The problem - Please name the technique that the article below on the Mrinalini Mukherjee retrospective says became her primary technique.

Selected extract -

..........

It is extremely urgent that the Indian art community reaches out to local audiences: Shanay Jhaveri
Met curator Shanay Jhaveri on sculptor Mrinalini Mukherjee’s vision and narrative, being the first curator of Modern and Contemporary South Asian art at the Met, state of the South Asian art and cross-regional conversations.
Late Indian sculptor Mrinalini Mukherjee’s evocative retrospective “Phenomenal Nature”, the first comprehensive display of Mujherjee’s work in the United States showcased at the Metropolitan Museum in New York infuses life into fabric and the entwined fabric sculptures explore the domains of abstraction and figuration, celebrating the age-old craft and Indian textile traditions as well as her tryst with ceramic and bronze along with inspirations the artist drew from nature. Knotting became Mukherjee’s primary technique and it transformed into sculptures with three-dimensional volume bringing in a sense of monumentality. Using hand-dyed as well as natural ropes sourced from a local market in New Delhi, where she lived and worked, the forms Mujherjee created are enthused with sexual imagery, while some of her large anthropomorphic pieces revisit the classical Indian sculpture styles.
The 57 pieces in total by Mukherjee is curated by Shanay Jhaveri, Assistant Curator of South Asian Art in The Met’s Department of Modern and Contemporary Art, looking at Mukherjee’s long-term relationship with textures and forms, her primary inspirations and the powerful narrative it holds. Made possible by Nita and Mukesh Ambani and the Reliance Foundation, Phenomenal Nature celebrates Mukherjee’s idea of innovation, sexuality and how she weaved ancient tradition and modern design connecting the past with the present and sharing a dream for the future.

..........

Recorded data -
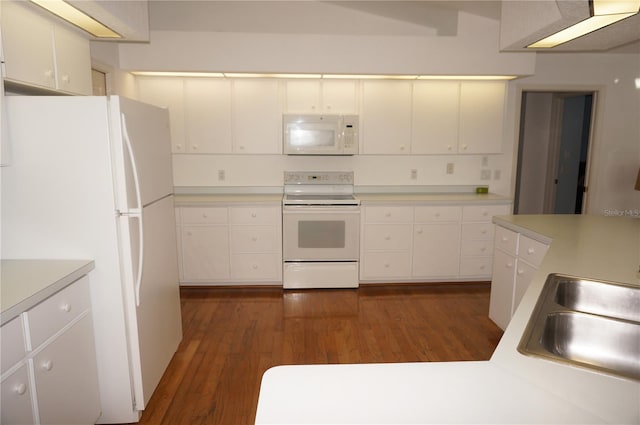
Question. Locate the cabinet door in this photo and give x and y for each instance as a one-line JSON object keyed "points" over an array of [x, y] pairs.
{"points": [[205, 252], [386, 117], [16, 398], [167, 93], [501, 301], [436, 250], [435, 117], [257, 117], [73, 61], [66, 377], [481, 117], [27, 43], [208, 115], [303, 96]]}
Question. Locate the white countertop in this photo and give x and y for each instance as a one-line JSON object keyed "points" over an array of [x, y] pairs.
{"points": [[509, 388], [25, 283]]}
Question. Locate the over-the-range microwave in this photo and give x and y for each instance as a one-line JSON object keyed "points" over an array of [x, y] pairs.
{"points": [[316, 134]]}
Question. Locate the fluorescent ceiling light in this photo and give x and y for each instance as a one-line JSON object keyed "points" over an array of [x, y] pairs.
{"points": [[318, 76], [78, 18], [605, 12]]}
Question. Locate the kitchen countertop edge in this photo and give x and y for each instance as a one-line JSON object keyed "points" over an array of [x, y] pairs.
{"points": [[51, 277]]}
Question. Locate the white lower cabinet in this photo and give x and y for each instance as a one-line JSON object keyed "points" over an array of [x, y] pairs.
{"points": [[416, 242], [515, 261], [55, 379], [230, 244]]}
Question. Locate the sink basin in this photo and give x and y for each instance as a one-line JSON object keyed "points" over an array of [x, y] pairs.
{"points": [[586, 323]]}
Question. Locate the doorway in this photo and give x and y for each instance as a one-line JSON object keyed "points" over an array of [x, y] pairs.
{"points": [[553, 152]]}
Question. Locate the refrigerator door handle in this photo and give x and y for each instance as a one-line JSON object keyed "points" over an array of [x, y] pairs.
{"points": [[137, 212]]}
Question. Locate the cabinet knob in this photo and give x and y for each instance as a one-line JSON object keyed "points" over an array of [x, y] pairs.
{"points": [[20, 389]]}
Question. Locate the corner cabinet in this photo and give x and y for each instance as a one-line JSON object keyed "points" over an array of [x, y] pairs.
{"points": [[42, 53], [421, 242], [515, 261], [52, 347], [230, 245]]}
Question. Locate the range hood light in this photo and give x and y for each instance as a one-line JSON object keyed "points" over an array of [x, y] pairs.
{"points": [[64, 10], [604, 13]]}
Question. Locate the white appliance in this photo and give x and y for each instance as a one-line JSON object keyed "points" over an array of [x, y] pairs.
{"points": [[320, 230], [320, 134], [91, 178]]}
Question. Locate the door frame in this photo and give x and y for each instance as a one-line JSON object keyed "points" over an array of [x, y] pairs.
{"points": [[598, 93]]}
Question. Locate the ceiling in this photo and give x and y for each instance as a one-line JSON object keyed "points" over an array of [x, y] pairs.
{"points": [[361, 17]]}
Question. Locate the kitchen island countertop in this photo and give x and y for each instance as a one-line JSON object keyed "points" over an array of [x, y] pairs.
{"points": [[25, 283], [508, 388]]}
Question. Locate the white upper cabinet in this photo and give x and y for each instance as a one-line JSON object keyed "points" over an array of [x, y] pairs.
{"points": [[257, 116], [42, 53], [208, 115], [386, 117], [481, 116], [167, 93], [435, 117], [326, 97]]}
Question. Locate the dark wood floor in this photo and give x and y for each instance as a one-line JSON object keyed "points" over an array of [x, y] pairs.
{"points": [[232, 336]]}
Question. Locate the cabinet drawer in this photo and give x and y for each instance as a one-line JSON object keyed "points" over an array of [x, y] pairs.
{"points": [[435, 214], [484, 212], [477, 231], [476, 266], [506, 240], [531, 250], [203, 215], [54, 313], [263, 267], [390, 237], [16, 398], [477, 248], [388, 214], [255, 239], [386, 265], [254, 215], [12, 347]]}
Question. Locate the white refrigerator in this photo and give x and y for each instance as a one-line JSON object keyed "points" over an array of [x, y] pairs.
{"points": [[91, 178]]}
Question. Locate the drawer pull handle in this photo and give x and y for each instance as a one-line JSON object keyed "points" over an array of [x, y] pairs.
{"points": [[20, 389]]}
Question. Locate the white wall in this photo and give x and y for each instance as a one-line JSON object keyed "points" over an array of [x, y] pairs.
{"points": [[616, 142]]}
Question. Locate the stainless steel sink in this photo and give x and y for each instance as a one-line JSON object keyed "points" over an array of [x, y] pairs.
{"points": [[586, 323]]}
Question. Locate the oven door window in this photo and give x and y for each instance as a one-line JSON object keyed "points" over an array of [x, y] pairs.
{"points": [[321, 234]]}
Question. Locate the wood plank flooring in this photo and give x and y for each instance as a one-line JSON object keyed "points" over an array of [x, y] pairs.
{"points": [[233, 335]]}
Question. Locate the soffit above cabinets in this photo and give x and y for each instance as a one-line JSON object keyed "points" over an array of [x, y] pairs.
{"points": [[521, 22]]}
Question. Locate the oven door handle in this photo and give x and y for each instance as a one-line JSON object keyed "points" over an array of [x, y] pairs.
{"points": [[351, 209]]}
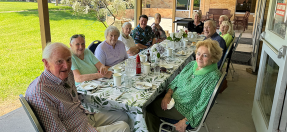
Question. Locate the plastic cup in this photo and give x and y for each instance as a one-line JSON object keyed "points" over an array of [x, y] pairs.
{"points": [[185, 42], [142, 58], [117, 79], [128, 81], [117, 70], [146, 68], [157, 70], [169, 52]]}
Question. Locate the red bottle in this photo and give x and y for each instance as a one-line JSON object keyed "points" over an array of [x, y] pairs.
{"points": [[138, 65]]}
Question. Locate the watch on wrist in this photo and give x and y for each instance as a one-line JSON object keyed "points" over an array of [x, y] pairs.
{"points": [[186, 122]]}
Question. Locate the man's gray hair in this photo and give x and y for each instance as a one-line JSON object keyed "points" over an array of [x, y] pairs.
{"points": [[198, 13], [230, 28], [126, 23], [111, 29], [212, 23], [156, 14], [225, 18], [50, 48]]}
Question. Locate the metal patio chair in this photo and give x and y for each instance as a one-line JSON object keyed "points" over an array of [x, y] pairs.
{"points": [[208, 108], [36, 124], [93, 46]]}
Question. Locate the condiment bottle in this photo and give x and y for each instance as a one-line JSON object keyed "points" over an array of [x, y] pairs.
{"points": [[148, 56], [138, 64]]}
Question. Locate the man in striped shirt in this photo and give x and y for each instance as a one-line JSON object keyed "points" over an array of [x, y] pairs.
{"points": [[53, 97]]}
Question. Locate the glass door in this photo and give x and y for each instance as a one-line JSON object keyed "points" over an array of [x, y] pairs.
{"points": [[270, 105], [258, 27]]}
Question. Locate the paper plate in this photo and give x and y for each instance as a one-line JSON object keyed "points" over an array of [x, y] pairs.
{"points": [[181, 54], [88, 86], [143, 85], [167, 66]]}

..........

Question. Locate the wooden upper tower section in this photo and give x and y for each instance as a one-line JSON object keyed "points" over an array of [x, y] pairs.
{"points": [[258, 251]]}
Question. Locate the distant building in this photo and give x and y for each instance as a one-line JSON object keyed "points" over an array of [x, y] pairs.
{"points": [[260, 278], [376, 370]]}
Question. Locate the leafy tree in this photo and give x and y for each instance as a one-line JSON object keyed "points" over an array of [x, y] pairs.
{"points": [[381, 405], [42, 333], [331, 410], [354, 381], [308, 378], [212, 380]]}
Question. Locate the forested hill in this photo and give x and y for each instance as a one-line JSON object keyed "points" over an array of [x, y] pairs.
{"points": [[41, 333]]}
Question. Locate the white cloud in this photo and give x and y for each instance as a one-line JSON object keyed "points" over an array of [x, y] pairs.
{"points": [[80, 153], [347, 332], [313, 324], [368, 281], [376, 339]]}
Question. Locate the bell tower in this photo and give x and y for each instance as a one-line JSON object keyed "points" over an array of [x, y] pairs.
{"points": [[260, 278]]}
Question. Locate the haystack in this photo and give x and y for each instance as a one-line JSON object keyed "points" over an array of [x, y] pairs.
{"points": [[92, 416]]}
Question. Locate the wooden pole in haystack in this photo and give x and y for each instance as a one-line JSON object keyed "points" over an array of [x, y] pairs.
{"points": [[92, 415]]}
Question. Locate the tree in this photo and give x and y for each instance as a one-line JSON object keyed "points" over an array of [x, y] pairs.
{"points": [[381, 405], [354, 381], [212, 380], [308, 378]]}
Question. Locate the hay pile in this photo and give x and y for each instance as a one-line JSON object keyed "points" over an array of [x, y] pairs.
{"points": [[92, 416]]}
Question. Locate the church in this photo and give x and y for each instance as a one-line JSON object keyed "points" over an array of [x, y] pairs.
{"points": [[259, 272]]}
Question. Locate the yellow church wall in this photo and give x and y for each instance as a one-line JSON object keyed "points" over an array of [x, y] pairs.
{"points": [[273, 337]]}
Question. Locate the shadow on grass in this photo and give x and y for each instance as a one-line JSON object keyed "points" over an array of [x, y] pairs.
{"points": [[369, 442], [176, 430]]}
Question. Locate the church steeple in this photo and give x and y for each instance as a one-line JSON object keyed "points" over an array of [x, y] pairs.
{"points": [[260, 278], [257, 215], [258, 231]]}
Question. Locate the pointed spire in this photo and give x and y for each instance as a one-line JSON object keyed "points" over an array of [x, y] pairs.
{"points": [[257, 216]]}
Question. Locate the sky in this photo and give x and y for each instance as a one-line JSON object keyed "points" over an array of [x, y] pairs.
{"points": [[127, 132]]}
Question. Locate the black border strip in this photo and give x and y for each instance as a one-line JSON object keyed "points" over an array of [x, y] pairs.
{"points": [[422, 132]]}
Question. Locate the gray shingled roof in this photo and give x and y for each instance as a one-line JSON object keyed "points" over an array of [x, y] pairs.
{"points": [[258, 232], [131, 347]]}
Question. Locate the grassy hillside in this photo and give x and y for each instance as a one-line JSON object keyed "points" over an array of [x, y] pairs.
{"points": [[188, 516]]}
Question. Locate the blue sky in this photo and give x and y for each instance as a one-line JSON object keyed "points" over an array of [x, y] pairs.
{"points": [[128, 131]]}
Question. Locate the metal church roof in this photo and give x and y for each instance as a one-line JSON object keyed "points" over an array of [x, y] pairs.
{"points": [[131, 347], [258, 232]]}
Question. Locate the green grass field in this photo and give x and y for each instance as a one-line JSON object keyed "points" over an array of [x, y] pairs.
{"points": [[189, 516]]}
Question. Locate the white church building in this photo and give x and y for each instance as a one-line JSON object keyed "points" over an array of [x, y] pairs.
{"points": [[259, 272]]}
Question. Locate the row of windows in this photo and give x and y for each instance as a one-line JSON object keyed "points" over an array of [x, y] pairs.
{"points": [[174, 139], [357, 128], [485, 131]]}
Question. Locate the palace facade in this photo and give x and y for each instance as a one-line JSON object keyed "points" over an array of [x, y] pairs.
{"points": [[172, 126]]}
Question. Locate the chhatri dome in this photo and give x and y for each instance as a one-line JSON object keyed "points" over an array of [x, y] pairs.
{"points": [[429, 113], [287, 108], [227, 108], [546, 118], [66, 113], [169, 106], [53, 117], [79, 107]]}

..........

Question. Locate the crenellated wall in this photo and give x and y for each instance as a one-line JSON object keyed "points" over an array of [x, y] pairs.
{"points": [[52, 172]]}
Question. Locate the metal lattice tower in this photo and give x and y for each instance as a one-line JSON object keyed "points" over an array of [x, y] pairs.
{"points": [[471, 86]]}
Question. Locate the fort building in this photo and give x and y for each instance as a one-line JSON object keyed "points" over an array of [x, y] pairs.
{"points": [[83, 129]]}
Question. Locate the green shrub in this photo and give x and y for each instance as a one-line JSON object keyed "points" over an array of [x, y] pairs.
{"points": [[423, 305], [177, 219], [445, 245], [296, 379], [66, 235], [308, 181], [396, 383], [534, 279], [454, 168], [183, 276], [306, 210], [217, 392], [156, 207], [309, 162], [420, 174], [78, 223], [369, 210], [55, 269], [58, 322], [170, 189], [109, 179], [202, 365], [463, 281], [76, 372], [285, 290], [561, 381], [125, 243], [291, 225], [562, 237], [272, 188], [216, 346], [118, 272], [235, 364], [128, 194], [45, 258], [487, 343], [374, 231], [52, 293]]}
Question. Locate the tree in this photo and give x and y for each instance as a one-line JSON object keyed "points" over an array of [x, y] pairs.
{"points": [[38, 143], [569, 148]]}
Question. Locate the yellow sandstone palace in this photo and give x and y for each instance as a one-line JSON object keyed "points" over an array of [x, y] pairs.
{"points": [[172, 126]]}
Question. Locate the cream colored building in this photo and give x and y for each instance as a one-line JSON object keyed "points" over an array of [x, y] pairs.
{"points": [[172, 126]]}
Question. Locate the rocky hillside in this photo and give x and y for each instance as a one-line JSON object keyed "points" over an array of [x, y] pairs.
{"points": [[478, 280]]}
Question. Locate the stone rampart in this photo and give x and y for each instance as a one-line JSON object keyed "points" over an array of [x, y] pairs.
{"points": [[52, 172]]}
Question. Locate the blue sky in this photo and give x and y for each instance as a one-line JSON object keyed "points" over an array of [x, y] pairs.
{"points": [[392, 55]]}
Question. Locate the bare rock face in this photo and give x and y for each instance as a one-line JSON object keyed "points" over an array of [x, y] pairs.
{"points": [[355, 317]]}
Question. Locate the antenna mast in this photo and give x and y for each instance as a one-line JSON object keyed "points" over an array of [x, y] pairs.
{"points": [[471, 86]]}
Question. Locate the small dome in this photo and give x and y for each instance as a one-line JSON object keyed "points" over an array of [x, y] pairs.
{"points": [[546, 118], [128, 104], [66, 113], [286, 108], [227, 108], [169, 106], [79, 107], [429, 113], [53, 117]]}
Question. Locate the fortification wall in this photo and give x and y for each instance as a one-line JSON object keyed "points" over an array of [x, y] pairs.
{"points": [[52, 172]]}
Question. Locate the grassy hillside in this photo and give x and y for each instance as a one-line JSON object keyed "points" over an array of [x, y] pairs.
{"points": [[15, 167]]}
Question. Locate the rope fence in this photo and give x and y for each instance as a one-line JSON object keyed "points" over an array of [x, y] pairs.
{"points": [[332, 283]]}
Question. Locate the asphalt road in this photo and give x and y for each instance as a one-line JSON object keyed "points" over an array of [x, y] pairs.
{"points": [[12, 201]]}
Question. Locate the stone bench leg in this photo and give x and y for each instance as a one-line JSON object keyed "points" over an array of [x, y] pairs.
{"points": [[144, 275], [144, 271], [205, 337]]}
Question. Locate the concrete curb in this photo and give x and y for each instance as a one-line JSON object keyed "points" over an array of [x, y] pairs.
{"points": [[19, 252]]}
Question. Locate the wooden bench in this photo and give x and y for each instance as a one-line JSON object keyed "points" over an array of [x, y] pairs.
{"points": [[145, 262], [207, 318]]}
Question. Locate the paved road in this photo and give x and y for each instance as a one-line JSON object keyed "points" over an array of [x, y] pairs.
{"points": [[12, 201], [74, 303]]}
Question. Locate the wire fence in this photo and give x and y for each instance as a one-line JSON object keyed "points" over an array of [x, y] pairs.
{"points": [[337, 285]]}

..........

Reply - Knotting